◆ Task objective: Please list every line in the listing below that contains the string "plank", copying each one in full. Only matches with the same upper and lower case count.

◆ Stored records:
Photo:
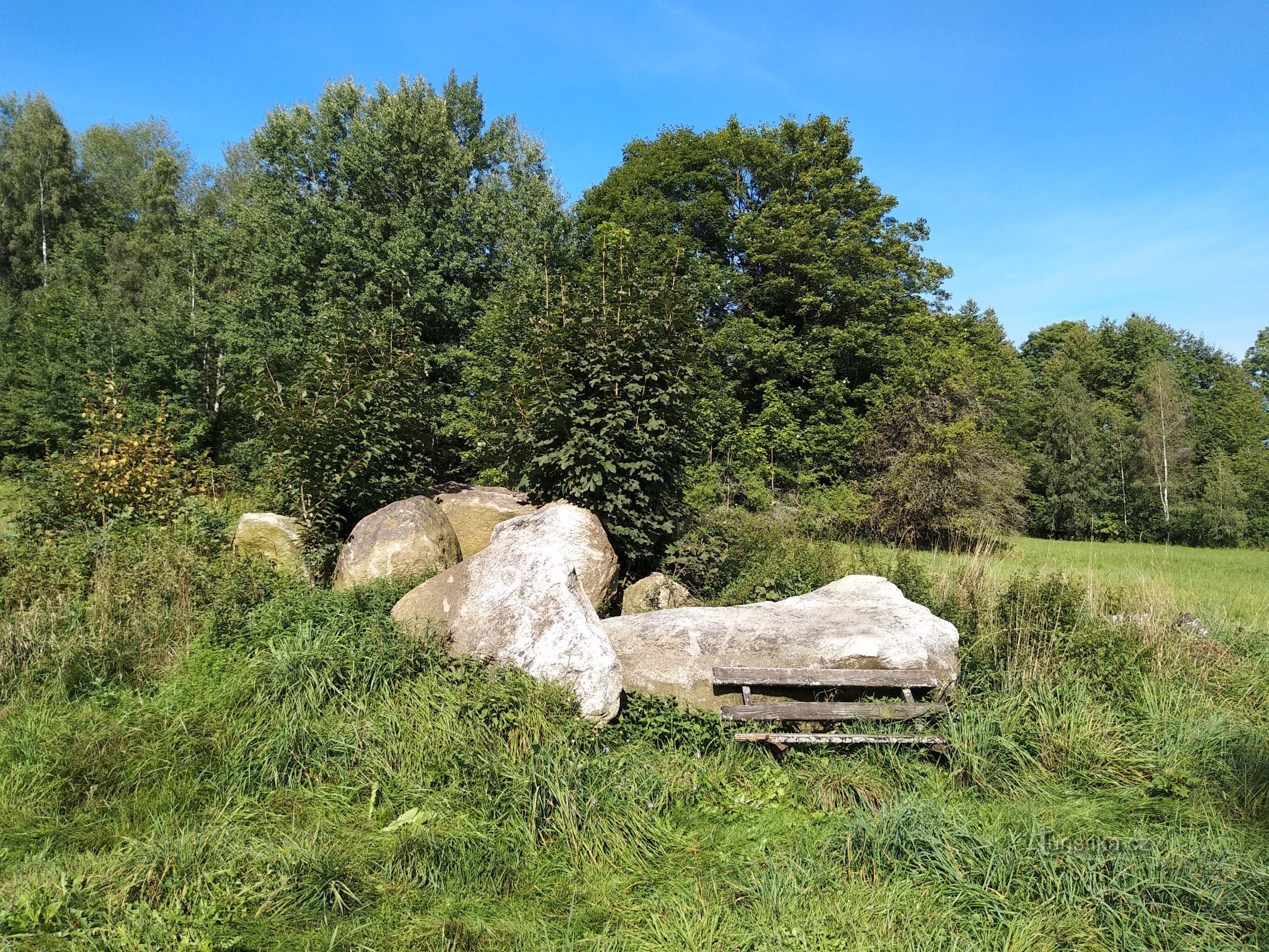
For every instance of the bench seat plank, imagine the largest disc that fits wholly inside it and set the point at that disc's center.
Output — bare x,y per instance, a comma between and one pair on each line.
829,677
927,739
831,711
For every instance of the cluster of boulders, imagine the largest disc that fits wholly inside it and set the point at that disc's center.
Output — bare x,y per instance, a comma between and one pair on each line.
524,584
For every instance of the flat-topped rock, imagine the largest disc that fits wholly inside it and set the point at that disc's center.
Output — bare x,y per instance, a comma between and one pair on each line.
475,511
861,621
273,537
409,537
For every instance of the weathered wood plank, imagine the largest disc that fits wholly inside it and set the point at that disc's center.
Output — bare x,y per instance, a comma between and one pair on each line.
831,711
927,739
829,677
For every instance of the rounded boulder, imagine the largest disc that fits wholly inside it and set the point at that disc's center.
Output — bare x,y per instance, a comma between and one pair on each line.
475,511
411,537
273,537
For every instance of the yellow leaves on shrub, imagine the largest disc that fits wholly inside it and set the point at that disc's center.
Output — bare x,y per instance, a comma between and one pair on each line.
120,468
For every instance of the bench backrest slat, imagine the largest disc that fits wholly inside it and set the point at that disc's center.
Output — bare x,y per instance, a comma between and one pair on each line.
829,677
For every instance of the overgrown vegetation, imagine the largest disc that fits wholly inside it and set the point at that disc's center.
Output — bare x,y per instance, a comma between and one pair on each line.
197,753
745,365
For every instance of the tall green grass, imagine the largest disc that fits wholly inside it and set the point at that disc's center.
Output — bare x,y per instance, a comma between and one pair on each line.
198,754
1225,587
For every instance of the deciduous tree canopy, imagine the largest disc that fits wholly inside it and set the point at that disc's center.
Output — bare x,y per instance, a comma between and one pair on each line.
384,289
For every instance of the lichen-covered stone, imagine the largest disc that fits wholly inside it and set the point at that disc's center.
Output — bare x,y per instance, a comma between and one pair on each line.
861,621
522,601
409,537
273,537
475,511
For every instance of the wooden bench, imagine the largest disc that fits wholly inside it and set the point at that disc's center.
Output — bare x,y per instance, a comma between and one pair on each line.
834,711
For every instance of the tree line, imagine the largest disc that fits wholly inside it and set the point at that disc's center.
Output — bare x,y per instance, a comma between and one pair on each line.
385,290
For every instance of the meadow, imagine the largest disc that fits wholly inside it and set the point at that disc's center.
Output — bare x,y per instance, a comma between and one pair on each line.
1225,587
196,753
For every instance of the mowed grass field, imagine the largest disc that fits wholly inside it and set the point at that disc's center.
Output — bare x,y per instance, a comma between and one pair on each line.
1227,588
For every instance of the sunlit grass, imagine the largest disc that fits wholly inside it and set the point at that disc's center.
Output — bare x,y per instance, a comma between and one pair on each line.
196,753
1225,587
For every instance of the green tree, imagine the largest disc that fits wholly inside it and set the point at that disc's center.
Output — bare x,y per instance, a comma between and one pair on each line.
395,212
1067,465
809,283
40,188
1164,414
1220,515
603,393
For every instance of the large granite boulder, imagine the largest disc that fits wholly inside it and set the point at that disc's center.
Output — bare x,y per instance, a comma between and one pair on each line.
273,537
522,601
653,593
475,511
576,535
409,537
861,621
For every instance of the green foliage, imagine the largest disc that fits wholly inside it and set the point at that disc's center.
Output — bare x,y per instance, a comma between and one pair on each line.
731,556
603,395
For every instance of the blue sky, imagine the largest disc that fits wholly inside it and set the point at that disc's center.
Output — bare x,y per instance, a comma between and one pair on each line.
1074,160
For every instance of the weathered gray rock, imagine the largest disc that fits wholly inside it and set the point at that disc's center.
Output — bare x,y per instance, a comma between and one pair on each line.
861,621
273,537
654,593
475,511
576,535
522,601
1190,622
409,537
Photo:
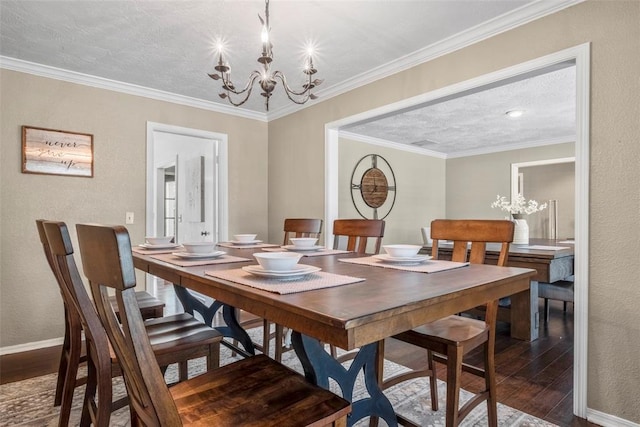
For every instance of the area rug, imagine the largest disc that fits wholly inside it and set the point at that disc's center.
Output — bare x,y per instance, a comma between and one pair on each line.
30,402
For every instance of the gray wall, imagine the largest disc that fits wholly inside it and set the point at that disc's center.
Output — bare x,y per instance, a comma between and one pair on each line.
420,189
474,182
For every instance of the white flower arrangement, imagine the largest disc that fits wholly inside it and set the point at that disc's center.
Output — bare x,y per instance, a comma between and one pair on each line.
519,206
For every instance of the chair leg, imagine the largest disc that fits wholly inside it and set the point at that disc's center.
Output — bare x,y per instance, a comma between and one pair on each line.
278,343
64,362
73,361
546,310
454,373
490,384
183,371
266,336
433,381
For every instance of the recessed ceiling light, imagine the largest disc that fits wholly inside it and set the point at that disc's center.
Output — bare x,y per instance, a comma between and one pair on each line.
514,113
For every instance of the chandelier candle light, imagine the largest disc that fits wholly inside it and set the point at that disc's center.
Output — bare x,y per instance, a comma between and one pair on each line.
==
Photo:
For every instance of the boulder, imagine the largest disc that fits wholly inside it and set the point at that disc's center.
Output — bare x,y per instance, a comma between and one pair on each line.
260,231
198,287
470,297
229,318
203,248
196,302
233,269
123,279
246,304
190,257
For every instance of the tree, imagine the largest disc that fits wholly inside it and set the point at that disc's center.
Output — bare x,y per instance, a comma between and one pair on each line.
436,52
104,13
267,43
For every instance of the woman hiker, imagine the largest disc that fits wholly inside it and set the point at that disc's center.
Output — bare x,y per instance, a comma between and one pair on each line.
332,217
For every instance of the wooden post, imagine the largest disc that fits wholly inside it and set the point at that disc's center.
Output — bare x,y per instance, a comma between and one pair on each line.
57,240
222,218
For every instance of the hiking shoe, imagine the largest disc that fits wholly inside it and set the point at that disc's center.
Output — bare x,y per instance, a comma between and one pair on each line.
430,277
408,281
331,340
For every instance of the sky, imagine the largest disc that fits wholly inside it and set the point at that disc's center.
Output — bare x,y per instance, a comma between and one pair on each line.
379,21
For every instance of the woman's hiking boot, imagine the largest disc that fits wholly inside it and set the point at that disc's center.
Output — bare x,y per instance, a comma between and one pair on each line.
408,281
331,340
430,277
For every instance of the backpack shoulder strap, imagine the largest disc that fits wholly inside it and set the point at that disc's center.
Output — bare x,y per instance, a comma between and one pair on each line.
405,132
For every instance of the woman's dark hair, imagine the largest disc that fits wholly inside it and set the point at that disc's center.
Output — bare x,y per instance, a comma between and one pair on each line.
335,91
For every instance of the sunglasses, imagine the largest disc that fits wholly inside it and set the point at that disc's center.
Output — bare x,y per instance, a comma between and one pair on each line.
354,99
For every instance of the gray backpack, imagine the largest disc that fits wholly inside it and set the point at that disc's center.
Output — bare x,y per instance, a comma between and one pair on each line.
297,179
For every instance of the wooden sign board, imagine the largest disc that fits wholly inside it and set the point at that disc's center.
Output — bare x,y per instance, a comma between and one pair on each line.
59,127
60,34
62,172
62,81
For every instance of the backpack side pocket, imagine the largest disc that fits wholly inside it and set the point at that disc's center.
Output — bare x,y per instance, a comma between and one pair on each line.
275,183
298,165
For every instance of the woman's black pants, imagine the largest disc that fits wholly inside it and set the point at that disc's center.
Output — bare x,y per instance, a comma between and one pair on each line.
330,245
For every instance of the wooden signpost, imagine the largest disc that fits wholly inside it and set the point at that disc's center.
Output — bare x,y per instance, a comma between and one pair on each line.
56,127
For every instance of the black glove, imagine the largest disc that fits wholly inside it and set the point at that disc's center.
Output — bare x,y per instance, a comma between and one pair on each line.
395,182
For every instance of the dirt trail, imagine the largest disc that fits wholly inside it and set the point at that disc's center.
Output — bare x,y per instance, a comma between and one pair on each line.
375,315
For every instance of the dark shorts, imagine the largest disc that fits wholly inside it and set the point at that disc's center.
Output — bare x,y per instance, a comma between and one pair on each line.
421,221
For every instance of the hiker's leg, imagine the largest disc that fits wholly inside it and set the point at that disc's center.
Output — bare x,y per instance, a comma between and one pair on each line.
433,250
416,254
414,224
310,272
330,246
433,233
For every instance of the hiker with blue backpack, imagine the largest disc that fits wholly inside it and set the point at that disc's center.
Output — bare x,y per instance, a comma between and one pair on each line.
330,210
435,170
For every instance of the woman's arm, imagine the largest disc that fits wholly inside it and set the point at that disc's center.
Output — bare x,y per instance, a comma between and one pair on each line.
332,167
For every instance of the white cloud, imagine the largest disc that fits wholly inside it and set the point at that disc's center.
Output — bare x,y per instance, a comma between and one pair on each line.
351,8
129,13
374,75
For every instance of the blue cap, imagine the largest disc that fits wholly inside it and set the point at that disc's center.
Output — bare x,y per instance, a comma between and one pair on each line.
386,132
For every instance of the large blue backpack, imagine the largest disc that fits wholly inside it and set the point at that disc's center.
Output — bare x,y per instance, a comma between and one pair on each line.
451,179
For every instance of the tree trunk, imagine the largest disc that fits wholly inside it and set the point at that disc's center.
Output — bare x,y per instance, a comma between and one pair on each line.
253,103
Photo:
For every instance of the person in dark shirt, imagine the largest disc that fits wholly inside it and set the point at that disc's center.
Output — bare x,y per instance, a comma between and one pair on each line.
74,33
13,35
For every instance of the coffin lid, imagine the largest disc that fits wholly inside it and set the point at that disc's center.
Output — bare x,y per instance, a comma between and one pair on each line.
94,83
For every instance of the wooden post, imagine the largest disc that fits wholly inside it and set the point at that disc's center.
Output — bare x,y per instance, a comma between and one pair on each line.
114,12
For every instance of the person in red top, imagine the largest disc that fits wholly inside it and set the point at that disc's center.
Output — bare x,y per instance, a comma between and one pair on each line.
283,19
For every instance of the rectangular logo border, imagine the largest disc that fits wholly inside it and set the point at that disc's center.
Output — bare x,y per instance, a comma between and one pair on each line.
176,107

◆ Task result:
For every instance of the bench seat plank, imagine the largest disc that fits wholly inside it and set the point at that disc's center.
For every instance of the weathered wood plank, imagine the largest disc that fits wholly inside it and set the point at that disc's center.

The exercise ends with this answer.